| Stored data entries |
··········

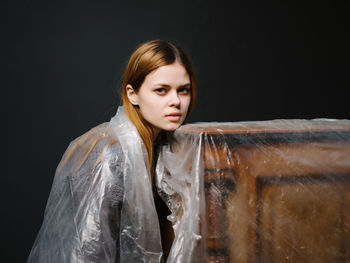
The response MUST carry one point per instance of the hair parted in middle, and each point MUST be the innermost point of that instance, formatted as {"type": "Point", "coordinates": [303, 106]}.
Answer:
{"type": "Point", "coordinates": [148, 57]}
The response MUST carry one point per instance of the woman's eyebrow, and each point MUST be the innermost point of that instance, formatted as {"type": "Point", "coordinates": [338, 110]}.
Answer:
{"type": "Point", "coordinates": [169, 86]}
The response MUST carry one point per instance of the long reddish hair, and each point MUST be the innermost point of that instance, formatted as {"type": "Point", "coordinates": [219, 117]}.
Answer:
{"type": "Point", "coordinates": [148, 57]}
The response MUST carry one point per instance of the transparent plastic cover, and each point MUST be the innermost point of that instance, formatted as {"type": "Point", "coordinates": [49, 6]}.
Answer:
{"type": "Point", "coordinates": [268, 191]}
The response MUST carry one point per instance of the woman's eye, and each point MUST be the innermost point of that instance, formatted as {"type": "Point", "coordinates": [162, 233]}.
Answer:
{"type": "Point", "coordinates": [184, 90]}
{"type": "Point", "coordinates": [161, 90]}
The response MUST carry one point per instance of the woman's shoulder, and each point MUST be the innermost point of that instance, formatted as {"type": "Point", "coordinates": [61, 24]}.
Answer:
{"type": "Point", "coordinates": [96, 145]}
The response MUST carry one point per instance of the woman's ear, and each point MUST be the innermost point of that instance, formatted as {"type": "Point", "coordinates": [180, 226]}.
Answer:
{"type": "Point", "coordinates": [132, 96]}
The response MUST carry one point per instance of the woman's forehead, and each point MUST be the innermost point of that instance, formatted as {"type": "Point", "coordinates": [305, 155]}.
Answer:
{"type": "Point", "coordinates": [168, 75]}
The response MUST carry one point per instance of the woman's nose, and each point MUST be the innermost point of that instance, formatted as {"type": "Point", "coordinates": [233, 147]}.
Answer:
{"type": "Point", "coordinates": [174, 99]}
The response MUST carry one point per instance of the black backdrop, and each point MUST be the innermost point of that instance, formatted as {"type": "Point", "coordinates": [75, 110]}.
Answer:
{"type": "Point", "coordinates": [62, 60]}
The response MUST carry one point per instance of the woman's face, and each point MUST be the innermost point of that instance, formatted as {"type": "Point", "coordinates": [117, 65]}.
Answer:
{"type": "Point", "coordinates": [164, 97]}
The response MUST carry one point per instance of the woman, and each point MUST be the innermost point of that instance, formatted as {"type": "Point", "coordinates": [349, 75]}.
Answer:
{"type": "Point", "coordinates": [101, 207]}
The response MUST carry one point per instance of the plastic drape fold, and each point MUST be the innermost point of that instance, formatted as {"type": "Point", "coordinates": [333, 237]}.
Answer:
{"type": "Point", "coordinates": [270, 191]}
{"type": "Point", "coordinates": [101, 206]}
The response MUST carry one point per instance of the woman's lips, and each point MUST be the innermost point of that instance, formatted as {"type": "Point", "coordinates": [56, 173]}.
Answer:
{"type": "Point", "coordinates": [174, 116]}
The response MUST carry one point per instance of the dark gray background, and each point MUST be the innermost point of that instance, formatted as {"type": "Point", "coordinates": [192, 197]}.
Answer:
{"type": "Point", "coordinates": [62, 60]}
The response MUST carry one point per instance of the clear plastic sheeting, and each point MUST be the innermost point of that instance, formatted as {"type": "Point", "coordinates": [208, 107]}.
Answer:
{"type": "Point", "coordinates": [270, 191]}
{"type": "Point", "coordinates": [101, 206]}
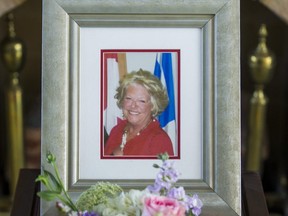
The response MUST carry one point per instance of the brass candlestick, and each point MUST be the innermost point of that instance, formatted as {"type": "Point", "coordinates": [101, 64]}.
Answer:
{"type": "Point", "coordinates": [12, 53]}
{"type": "Point", "coordinates": [261, 64]}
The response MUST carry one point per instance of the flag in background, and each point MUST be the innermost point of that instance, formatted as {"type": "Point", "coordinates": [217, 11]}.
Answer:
{"type": "Point", "coordinates": [164, 71]}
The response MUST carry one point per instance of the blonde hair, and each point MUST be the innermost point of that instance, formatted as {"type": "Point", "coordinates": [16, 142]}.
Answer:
{"type": "Point", "coordinates": [151, 83]}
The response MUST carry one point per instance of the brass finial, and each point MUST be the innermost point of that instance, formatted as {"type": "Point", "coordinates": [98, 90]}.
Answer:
{"type": "Point", "coordinates": [12, 53]}
{"type": "Point", "coordinates": [262, 61]}
{"type": "Point", "coordinates": [261, 64]}
{"type": "Point", "coordinates": [13, 50]}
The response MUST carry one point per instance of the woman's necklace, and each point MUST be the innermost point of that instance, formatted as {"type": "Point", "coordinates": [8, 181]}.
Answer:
{"type": "Point", "coordinates": [125, 134]}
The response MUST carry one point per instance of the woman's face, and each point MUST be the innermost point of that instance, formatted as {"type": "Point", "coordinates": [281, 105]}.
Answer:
{"type": "Point", "coordinates": [137, 105]}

··········

Give the entries again without a single change, but with no pictures.

| EXERCISE RESULT |
The response MUST carry one point per instance of the hair parted in middle, and each point MUST be the innermost point of that instance, formatted as {"type": "Point", "coordinates": [303, 106]}.
Answer:
{"type": "Point", "coordinates": [148, 57]}
The response MUST carry one point per instance of the woman's eyebrow, and each point MUST be the innermost point of that instance, formatted as {"type": "Point", "coordinates": [338, 110]}.
Answer:
{"type": "Point", "coordinates": [169, 86]}
The response MUST carry one point per instance of the long reddish hair, and each point MUST be the innermost point of that instance, formatted as {"type": "Point", "coordinates": [219, 117]}.
Answer:
{"type": "Point", "coordinates": [148, 57]}
The response MUST carry one point per instance of the transparent plastic cover, and each point MUST be the innermost point of that instance, formatted as {"type": "Point", "coordinates": [49, 6]}.
Answer:
{"type": "Point", "coordinates": [268, 191]}
The response MUST carry one point per instance of the woman's eye, and each point MUST be the innermost point of that instance, formatted as {"type": "Point", "coordinates": [162, 233]}.
Answer:
{"type": "Point", "coordinates": [184, 90]}
{"type": "Point", "coordinates": [161, 90]}
The response MUST carry one point per instance of the woman's shoulder, and each point MUST be the innermost point of that instance, formatted as {"type": "Point", "coordinates": [61, 24]}.
Answer:
{"type": "Point", "coordinates": [96, 145]}
The response MUST carry one point per instance of the woman's ear, and each point MUST be the innermost point of that instance, formatted as {"type": "Point", "coordinates": [180, 226]}.
Answer:
{"type": "Point", "coordinates": [132, 96]}
The response MUST carry one point per instance of the woman's forehead, and each point MUST be the innermost point of that instance, formatted as {"type": "Point", "coordinates": [305, 155]}.
Answer:
{"type": "Point", "coordinates": [168, 75]}
The response MUST carry one point per instance of the woman's nose, and each point MUST be the innermost point of that instance, formatted as {"type": "Point", "coordinates": [233, 147]}.
Answer:
{"type": "Point", "coordinates": [174, 99]}
The response MUST carry one point per instance of the black backdrop, and each point MUST be the innermost point of that instance, formatted as {"type": "Point", "coordinates": [75, 110]}.
Answer:
{"type": "Point", "coordinates": [62, 60]}
The response MUST carry one point per instance of the woman's face, and each point MUST be the innermost point of that instance, formatted as {"type": "Point", "coordinates": [117, 65]}.
Answer:
{"type": "Point", "coordinates": [164, 97]}
The response MUST carry one point per instance of the woman, and each point MUST be the innermost point of that instance, formatted as {"type": "Point", "coordinates": [349, 75]}.
Answer:
{"type": "Point", "coordinates": [101, 207]}
The response MUST carry one point per instance of the plastic drape fold, and each point MUST be the innermost point of that instance, formatted as {"type": "Point", "coordinates": [333, 237]}.
Answer:
{"type": "Point", "coordinates": [270, 191]}
{"type": "Point", "coordinates": [101, 206]}
The response MUST carry one point per instance of the woman's lips, and each point MUST be the innermost point of that instance, formatted as {"type": "Point", "coordinates": [56, 173]}.
Answer:
{"type": "Point", "coordinates": [174, 116]}
The response MUST carry one point per instance of the dark gray background, and each point MUST be the innermost point of that instance, formatted as {"type": "Point", "coordinates": [192, 197]}.
Answer:
{"type": "Point", "coordinates": [62, 60]}
The response MUST carry one point per instance of the clear plastic sheeting, and each point MUST be the innermost point of that instance, formatted as {"type": "Point", "coordinates": [208, 107]}.
Answer:
{"type": "Point", "coordinates": [270, 191]}
{"type": "Point", "coordinates": [101, 206]}
The response MUST carry one point per instance of the brass candlestick, and each point MUST be the innermost point of that instance, formatted as {"type": "Point", "coordinates": [101, 64]}.
Answer:
{"type": "Point", "coordinates": [12, 53]}
{"type": "Point", "coordinates": [261, 64]}
The response MUST carry one point per instance of the flag in background, and each point MUST be the innermost point of that instance, formatted as {"type": "Point", "coordinates": [217, 11]}.
Answer:
{"type": "Point", "coordinates": [164, 71]}
The response MUST carry one point per instance of the blonde hair, and each point MUST be the innermost point of that instance, formatted as {"type": "Point", "coordinates": [16, 142]}.
Answer:
{"type": "Point", "coordinates": [151, 83]}
The response MUST carry one point per instance of the brass finial, and each point MUST be the innermost point of that instance, formatted as {"type": "Point", "coordinates": [98, 90]}.
Answer:
{"type": "Point", "coordinates": [12, 53]}
{"type": "Point", "coordinates": [262, 61]}
{"type": "Point", "coordinates": [261, 64]}
{"type": "Point", "coordinates": [13, 50]}
The response MUST carry one point per instance of the woman's necklace, and each point MUST be the innermost point of that instance, formatted as {"type": "Point", "coordinates": [8, 181]}.
Answer:
{"type": "Point", "coordinates": [125, 134]}
The response MUST carry one point per instance of the woman's face, and each point MUST be the innermost point of that instance, formatted as {"type": "Point", "coordinates": [281, 105]}.
Answer:
{"type": "Point", "coordinates": [137, 105]}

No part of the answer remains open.